#### What you have to do
Retype the Hadoop passage below word for word, from "Organizations begin to" up to and including "the US government.".

== Source ==

Hadoop is designed to handle the three V’s of Big Data: volume, variety, velocity. First lets look at volume, Hadoop is a distributed architecture that scales cost effectively. In other words, Hadoop was designed to scale out, and it is much more cost effective to grow the system. As you need more storage or computing capacity, all you need to do is add more nodes to the cluster. Second is variety, Hadoop allows you to store data in any format, be that structured or unstructured data.

This means that you will not need to alter your data to fit any single schema before putting it into Hadoop. Next is velocity, with Hadoop you can load raw data into the system and then later define how you want to view it. Because of the flexibility of the system, you are able to avoid many network and processing bottlenecks associated with loading raw data. Since data is always changing, the flexibility of the system makes it much easier to integrate any changes.

Hadoop will allow you to process massive amounts of data very quickly. Hadoop is known as a distributing processing engine which leverages data locality. That means it was designed to execute transformations and processes where the data actually exists.

Another benefit of value is from an analytics perspective, Hadoop allows you load raw data and then define the structure of the data at the time of query. This means that Hadoop is quick, flexible, and able to handle any type of analysis you want to conduct.

Organizations begin to utilize Hadoop when they need faster processing on large data sets, and often find they save the organization some money too. Large users of Hadoop include: Facebook, Amazon, Adobe, EBay, and LinkedIn. It is also in use throughout the financial sector and the US government.

Hadoop first and foremost is a way for large data sets to be stored for analysis. It is intended to be the next viable option instead of a single-storage solution such as a hard drive. This helped it transform the way data was stored, because it’s more efficient to distribute the data onto numerous physical storage locations rather than just one giant receptacle. The reason for this is because the more places the data is stored, the quicker it can be retrieved.

Think of it like driving down a one-lane freeway. Eventually cars pile up. The Hadoop creates multiple lane freeways that let data cruise the freeway quickly. With Hadoop, companies are saving money by essentially pooling their storage resources where the Hadoop can function. This is where HDFS comes in.

Where Does HDFS Fit Into This Equation?

The Hadoop stores data using the distributed file system. The company computers and other hardware are connected using HDFS, allowing the data files to be stored across an array of systems rather than in a single location.

There are many benefits to this, one such benefit is it acts as a backup of sorts. Imagine if you had twenty one dollar bills in your pocket versus one twenty dollar bill in your pocket. If you dropped the twenty, you would be out twenty dollars. If you dropped a one, you would still have nineteen dollars. The system works similarly in that technical and hardware failures aren’t a data death sentence.

The HDFS is a large part of the solution for companies attempting to manage big data efficiently. As the nature of Hadoop evolves, keep in mind its core functions to understand the changes.

--

--

===
== Dataset content ==

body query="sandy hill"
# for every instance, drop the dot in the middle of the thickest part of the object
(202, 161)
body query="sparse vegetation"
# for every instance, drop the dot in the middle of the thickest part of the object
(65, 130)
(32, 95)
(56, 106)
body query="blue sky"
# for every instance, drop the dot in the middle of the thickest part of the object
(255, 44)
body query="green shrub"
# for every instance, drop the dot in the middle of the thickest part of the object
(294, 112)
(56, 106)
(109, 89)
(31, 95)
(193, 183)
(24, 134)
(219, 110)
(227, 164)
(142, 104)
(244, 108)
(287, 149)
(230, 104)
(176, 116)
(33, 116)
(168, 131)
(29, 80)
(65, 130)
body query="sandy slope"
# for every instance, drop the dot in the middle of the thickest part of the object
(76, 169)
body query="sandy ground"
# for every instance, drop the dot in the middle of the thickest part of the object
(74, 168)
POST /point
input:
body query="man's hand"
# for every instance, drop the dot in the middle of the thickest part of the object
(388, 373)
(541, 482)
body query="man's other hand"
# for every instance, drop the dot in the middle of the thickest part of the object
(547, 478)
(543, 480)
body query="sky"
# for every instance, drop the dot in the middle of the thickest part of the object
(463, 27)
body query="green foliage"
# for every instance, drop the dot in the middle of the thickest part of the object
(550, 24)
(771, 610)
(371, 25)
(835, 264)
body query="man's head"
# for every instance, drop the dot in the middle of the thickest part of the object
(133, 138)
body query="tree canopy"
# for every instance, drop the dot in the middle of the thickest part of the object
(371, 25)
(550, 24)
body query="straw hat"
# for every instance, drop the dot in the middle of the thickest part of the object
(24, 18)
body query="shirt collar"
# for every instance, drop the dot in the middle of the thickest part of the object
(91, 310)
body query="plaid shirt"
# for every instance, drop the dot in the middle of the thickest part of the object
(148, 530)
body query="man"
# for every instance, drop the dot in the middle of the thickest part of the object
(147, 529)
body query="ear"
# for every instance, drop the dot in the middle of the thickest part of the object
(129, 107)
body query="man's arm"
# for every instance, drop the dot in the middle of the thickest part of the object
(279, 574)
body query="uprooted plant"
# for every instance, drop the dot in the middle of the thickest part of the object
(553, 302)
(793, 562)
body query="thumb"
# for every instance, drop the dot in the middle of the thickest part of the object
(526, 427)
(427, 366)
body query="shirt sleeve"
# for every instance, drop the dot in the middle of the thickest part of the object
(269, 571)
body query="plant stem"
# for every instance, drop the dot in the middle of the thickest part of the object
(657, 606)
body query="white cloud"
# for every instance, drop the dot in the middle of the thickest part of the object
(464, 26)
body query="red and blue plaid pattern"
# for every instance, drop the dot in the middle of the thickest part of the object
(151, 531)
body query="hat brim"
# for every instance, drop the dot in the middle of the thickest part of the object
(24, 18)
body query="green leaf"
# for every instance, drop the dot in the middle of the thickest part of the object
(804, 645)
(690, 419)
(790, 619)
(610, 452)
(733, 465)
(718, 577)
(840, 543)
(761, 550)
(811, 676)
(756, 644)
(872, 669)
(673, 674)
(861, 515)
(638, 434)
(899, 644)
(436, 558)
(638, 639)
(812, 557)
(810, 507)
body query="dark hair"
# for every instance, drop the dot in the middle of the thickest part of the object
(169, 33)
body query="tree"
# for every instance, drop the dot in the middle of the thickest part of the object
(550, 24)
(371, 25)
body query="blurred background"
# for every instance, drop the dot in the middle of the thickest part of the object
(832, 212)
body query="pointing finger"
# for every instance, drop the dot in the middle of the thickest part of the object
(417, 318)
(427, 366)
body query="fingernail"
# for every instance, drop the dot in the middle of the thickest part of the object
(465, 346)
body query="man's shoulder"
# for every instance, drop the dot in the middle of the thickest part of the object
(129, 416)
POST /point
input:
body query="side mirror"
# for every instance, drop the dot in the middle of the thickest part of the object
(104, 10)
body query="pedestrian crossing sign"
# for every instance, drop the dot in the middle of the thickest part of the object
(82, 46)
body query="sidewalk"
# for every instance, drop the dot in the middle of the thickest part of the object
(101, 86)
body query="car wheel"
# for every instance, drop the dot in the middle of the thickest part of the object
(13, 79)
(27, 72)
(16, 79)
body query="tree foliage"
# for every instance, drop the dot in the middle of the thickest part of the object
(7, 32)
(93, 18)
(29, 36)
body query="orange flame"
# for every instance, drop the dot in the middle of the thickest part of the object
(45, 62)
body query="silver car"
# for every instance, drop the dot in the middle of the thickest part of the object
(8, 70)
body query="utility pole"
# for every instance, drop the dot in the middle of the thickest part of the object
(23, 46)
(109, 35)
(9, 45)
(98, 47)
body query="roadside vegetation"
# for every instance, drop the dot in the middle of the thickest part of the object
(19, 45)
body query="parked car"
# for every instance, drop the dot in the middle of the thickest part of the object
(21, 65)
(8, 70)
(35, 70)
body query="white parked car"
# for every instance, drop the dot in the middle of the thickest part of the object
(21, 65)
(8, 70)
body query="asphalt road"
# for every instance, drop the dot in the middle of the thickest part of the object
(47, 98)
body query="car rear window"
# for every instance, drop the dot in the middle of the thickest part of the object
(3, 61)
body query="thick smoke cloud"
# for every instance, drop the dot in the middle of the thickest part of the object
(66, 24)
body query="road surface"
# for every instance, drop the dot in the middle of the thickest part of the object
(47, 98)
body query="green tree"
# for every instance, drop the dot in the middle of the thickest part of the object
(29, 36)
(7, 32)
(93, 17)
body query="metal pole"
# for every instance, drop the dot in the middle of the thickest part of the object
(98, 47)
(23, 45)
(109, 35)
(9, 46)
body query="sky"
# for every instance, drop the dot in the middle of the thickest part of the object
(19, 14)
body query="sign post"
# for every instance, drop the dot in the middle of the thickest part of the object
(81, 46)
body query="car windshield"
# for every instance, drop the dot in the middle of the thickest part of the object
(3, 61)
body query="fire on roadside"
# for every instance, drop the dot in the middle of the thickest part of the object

===

#### Exercise answer
Organizations begin to utilize Hadoop when they need faster processing on large data sets, and often find they save the organization some money too. Large users of Hadoop include: Facebook, Amazon, Adobe, EBay, and LinkedIn. It is also in use throughout the financial sector and the US government.